**PASSAGE:**
Jan. 3, 2016; Kansas City, MO; Chiefs coach Andy Reid during the season finale against the Oakland Raiders at Arrowhead Stadium. (Emily DeShazer/The Topeka Capital-Journal)

Jan. 3, 2016; Kansas City, MO; Chiefs coach Andy Reid during the season finale against the Oakland Raiders at Arrowhead Stadium. (Emily DeShazer/The Topeka Capital-Journal)

“He was my guy,” Reid said, as he at times battled his emotions in talking about his late mentor. “So, I’m probably one of 10,000 guys that are saying that right now. That’s what made him unique. That was the thing that made him such a great person.”

Reid played offensive line at BYU for Edwards during the 1979-81 seasons. As his college career winded down, Edwards approached young Reid about going into coaching. It wasn’t a path Reid considered until then.

“He goes, ‘Well you should give it a try,'” Reid remembered. “‘Give it a try and then I’ll keep you on and pay for the extra school if you decide to go a different direction, we’ll do that.’ I got in, I got the bug, and now, here I am.”

Edwards and Reid kept in touch through the years, talking on the phone on a weekly basis.

“I knew when he was on vacation because then I wouldn’t get a call,” Reid said. “But other than that I got a phone call.”

**EXTRACTED MATERIAL:**
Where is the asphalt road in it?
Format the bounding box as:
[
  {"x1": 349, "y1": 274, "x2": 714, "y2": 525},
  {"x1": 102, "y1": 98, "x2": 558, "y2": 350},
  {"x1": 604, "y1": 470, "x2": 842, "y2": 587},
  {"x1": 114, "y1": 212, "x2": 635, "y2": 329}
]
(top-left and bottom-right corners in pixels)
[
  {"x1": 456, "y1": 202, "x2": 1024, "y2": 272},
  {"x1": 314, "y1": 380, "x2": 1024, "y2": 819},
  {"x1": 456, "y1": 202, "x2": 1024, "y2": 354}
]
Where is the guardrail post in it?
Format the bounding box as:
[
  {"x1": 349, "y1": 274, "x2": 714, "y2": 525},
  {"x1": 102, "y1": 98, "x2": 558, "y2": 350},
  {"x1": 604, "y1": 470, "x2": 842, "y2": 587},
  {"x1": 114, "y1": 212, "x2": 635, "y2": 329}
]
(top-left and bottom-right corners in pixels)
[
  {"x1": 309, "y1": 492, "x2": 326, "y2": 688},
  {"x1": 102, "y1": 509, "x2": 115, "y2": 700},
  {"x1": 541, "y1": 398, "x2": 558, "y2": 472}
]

**EXERCISE SET:**
1 > Name every organization mentioned in the passage about Andy Reid, including sports teams, schools and newspapers.
2 > Reproduce word for word the part of the passage about Andy Reid starting at "Reid played offensive line" and ending at "a weekly basis.".
The lines are not needed for any of this.

**ANSWERS TO THE EXERCISE:**
1 >
- Chiefs
- Oakland Raiders
- BYU
- The Topeka Capital-Journal

2 >
Reid played offensive line at BYU for Edwards during the 1979-81 seasons. As his college career winded down, Edwards approached young Reid about going into coaching. It wasn’t a path Reid considered until then.

“He goes, ‘Well you should give it a try,'” Reid remembered. “‘Give it a try and then I’ll keep you on and pay for the extra school if you decide to go a different direction, we’ll do that.’ I got in, I got the bug, and now, here I am.”

Edwards and Reid kept in touch through the years, talking on the phone on a weekly basis.